# TEXTO DE LA PÁGINA:
····················
La poesía está allí. Indefectiblemente
coquetea con todo aquel que disfruta de las palabras y su multiplicidad
infinita de significados. Cualquier lector, por avezado o primerizo que sea,
sabe que en ella –en la poesía–, hay algo inaprensible, algo que se escapa
entre las manos y el pensamiento que no logra definir, pero que al oído del
pecho y la conciencia, con brío y contundencia, no pasa desapercibida con esa
sonoridad que invoca emociones inmemoriales que se repiten hasta el presente de
cada quien. Esto mismo lo dijo Octavio Paz a la perfección hace más de dos
décadas: “La poesía es la memoria de los pueblos y una de sus funciones,
quizá la primordial, es precisamente la transfiguración del pasado en presencia
viva”. Es tenerla aquí y en el ahora, con sus estratagemas envolventes,
hablando de las cosas más sencillas de la vida pero sublimando al máximo cada
verbo, cada sustantivo; predicando lo más elemental del día a día, lo que está
al alcance de todos, pero que sólo el poeta sabe pintar con colores distintos
al ocre común de los mortales.
····················
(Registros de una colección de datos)

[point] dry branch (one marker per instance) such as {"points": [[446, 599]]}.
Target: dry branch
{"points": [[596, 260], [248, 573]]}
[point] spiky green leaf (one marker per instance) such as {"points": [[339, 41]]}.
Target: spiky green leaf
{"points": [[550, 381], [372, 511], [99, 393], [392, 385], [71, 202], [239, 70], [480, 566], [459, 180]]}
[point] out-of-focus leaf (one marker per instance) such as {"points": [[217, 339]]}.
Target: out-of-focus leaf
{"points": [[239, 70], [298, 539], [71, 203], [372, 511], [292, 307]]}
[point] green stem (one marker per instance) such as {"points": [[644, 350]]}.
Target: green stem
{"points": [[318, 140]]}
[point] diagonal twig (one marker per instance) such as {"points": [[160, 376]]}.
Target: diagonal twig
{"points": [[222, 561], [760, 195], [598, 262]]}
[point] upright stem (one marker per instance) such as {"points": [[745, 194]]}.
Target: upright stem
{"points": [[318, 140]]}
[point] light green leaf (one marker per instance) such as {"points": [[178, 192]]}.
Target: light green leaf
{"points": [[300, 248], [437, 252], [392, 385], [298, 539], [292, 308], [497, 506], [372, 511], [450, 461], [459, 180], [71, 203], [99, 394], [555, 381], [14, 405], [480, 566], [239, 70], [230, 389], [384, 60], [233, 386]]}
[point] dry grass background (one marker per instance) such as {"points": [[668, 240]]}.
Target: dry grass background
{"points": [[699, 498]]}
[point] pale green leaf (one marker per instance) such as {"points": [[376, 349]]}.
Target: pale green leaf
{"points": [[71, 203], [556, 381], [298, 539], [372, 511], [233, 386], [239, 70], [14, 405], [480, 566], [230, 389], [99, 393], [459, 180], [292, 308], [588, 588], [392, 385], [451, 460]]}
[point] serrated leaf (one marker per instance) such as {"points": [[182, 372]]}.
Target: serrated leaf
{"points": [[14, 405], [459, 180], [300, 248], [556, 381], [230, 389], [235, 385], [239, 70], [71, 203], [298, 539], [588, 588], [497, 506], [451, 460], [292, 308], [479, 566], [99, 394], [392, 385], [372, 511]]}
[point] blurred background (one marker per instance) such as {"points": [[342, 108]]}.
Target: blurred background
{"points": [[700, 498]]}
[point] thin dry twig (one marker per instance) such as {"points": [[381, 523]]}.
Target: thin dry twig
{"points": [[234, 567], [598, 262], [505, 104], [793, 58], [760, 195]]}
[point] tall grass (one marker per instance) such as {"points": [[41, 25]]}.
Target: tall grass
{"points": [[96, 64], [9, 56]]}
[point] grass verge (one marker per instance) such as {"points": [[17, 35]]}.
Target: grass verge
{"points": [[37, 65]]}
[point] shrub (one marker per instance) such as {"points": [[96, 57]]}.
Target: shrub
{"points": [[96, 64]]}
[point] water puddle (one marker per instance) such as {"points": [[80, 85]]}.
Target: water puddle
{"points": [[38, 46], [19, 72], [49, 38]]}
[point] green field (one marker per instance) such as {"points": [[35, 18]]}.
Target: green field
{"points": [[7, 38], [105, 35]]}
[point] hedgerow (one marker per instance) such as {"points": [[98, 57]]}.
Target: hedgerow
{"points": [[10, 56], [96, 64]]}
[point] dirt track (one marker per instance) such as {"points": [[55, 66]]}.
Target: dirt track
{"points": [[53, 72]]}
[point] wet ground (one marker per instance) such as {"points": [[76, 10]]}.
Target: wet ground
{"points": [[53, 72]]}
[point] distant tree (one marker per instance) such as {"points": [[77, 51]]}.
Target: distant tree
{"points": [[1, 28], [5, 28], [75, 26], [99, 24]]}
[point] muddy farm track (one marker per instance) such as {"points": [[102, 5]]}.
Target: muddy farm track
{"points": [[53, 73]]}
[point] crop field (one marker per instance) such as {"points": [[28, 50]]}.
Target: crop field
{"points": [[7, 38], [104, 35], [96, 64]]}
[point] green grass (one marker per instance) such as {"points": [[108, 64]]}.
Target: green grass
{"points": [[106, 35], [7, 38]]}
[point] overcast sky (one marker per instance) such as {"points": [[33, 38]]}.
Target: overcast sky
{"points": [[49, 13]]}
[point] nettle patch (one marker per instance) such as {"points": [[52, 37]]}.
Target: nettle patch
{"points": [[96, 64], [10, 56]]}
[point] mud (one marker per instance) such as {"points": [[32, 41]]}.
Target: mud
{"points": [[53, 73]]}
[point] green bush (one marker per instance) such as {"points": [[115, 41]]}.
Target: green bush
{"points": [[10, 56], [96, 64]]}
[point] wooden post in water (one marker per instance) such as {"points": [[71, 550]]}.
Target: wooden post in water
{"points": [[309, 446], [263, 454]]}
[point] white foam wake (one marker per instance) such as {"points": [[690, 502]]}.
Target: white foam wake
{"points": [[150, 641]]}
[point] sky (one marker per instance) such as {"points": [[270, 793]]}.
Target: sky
····················
# DESCRIPCIÓN DE TAREA:
Continúa el texto sobre la poesía a partir de su última oración. Los datos no hacen falta para resolver la tarea.

# RESPUESTA DEL EJERCICIO:
Entonces por el camino de la poesía, que
muchas ocasiones se torna tan esquivo para algunos, y tan certero, preciso e
insuperable para otros al momento de andar sobre él para construirla, amasarla
y pulirla para el disfrute de todos, llego a tres voces poéticas distintas pero
que seguramente guardan entre sí el deseo entrañable de conquistarla y
poseerla: un norte si se quiere absurdo, pues es ella quien –y repito el
inciso: la poesía– termina poseyendo al poeta. La primera de ella es la de
Miguel Marcotrigiano y su Ocurre a diario, una antología poética que da
fe de una palabra fecunda y madura, que hace de los versos un acantilado de
imágenes sugerentes, recurriendo a la memoria para lograr su propia “poiesis”,
su constructo y su savia, en donde Una palabra atascada/ puede ser más
peligrosa/ que una ciudad/ cercada por la jauría.
Luego llegué a Eso lo sé del poeta
César Segovia, en donde nos damos cuenta que lo lúdico de la palabra está ahí,
en cualquier parte, pero hay que abrir los ojos muy bien para darse cuenta.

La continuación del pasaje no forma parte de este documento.